GOAL OF THE EXERCISE:
Answer these about the piece on creativity and time below:
1. In what year did Miklos Radnoti know the Nazis would shoot him?
2. How many minutes between when the children fall asleep and when the parents do are named as a "pocket of time"?
3. Into which two categories does the piece say most creatives fall?

11 Riffs on Creativity & Time

11 Riffs on Creativity & Time

Create October 15, 2012 / By Jeffrey Davis
11 Riffs on Creativity & Time
SYNOPSIS

Time eludes the best-intentioned creatives. Author & creativity consultant Jeffrey Davis offers 12 riffs to reframe how to sculpt, not save, time.

Most creative people with whom I work and study - scientists, authors, designers, entrepreneurs, marketers, teachers - find their optimal mix between messy chaos and creative order in their work life. Almost without fail, their chief complaints revolve around time - not enough of it or not sure what to do with it. Instead of managing time, sculpting time seems to me a useful reframe for creatives. I offer 11 riffs on sculpting time here.

1. REMEMBER THE DEAD LINE.

In 1944, Miklos Radnoti knew the Nazis would shoot him and the other Jews marching across Hungary any day, any hour. When his wife later had his body exhumed from a mass grave, they would find a notebook of poems tucked in his field jacket's pocket. Somehow, he stealthed out a pen, the sound of gunfire rattling like bones, and wrote a series of poems.

Radnoti's persistence is a haunting reminder of my mortality, of this odyssey's limited time.

The pressure of time, the fact of mortality, the real dead line, compels me to create, and to create with awareness and intention.

2. TANGO WITH TIME.

All of us creatives tango with time. Most creatives cannot wait until their kids go off to college or until retirement or until divorce or until they quit a job to begin their real work. Gratified creatives with packed lives create before the family gets up or in "pockets of time" - on the subway or in the forty-eight minutes between when their children have fallen asleep and before they themselves fall asleep.

One way or another, we'd be wise to make peace with time, stop fighting it, and avoid bemoaning its scarcity. There's plenty of time to be had, it turns out, and if we can't change the way chronological time works, then we can change the way we work with it.

Instead of managing time like some begrudged worker, we can shape it. Think of yourself as a potter more than a manager. Something not to save or waste but to sculpt.

To show up and shape time as a creative has less to do with calendars and more to do with loving the mind. And the body.

Creativity is not about waiting for the muse - despite Elizabeth Gilbert's charming spin on the Greek muse (I've written about the "M" word for Creatives elsewhere).

Creativity is about showing up and shaping time for the muse.

3. TIME CRUNCHER OR TIME STRETCHER?

Feeling gratified in your work doesn't depend solely upon whether you have too little or too much time. Most creatives are Time Crunchers or Time Stretchers.

Time Crunchers have packed lives filled with obligations of family, colleagues, clients – and a variety of inopportune surprises like car failures, employee failures, and broken ankles that plunder the pockets of time they had allotted for their meaningful work.

I'm in this category most of the time. I develop three complementary businesses, manage a small team, write, work with clients, develop client products & events, and guide a group of facilitators – all while I engage my wife and little girl, keep up with friendships and extended family, and an aging car and an aging cat and an aging body, and do things for my soul like keep up the homestead and tend to the small orchard out back and keep politically involved. You know this life, right?

SOURCE MATERIAL:
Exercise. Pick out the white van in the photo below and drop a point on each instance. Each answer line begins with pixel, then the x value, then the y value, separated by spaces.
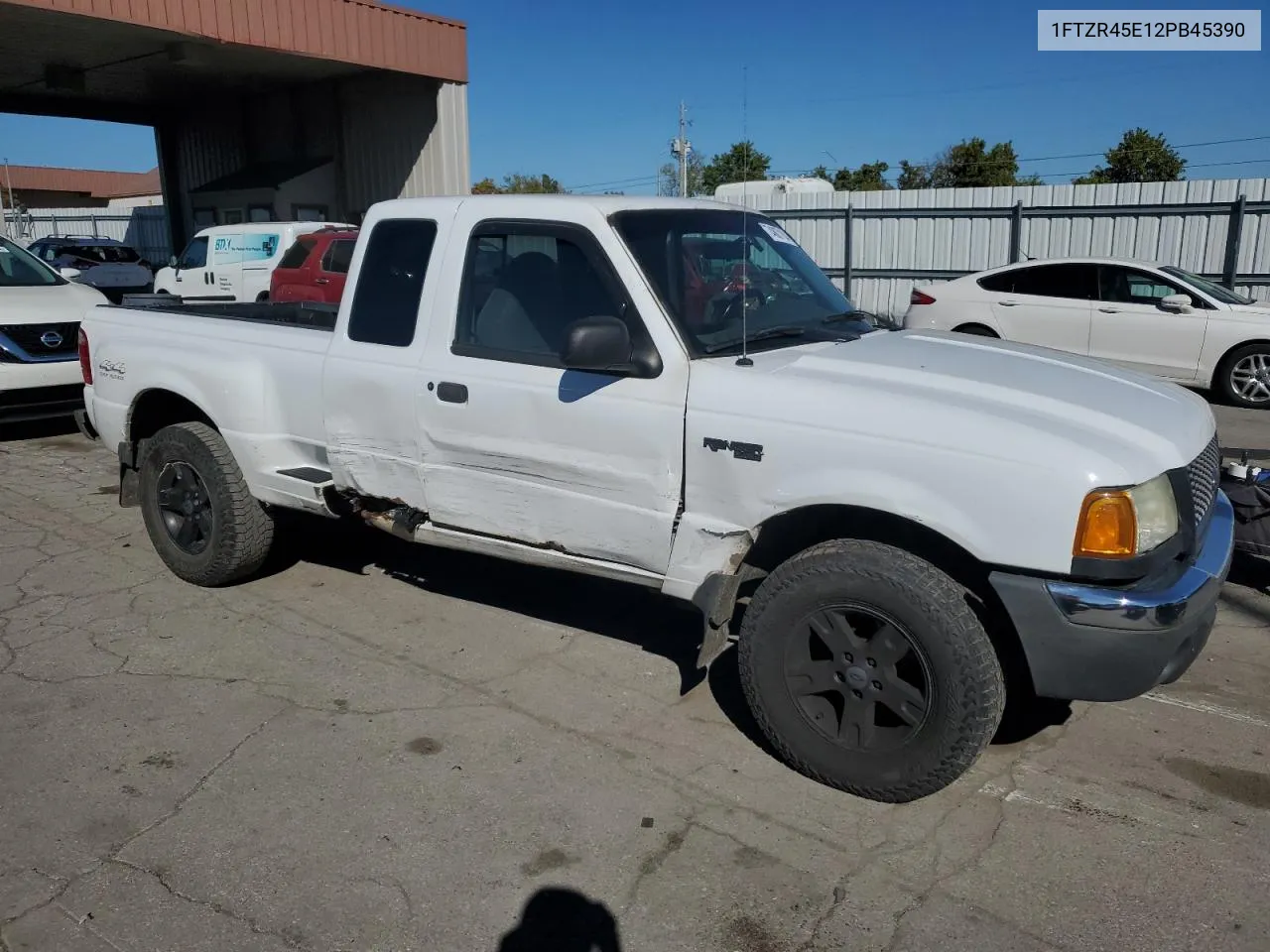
pixel 231 262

EXERCISE OUTPUT:
1. 1944
2. Forty-eight
3. Time Crunchers and Time Stretchers